— Begin THE INPUT —
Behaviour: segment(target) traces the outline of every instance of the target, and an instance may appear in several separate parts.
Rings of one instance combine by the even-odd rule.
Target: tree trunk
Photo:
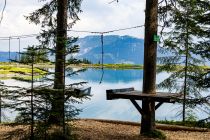
[[[143,93],[156,94],[158,0],[146,0]],[[155,130],[155,102],[142,101],[141,134]]]
[[[54,89],[61,89],[65,86],[65,50],[67,40],[67,0],[57,0],[58,13],[57,13],[57,34],[56,34],[56,58],[55,58],[55,79]],[[52,102],[52,114],[50,115],[49,122],[53,124],[62,124],[64,118],[64,92],[53,92],[54,99]]]

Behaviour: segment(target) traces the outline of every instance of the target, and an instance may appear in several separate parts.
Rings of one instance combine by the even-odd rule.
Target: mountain
[[[16,60],[19,58],[19,53],[17,52],[10,52],[10,59]],[[9,62],[9,52],[0,51],[0,62]]]
[[[104,63],[143,64],[144,40],[131,36],[104,36]],[[80,52],[77,58],[86,58],[92,63],[101,63],[101,36],[86,36],[77,43]]]
[[[143,64],[144,40],[131,36],[104,36],[104,63]],[[92,63],[101,63],[101,36],[86,36],[75,43],[80,46],[77,58],[86,58]],[[17,52],[10,53],[11,59],[18,58]],[[54,60],[54,56],[49,56]],[[8,62],[8,52],[0,52],[0,62]]]

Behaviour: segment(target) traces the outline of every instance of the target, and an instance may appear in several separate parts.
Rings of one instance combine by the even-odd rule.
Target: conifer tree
— End THE INPUT —
Quote in full each line of the items above that contains the string "tree".

Target: tree trunk
Target: conifer tree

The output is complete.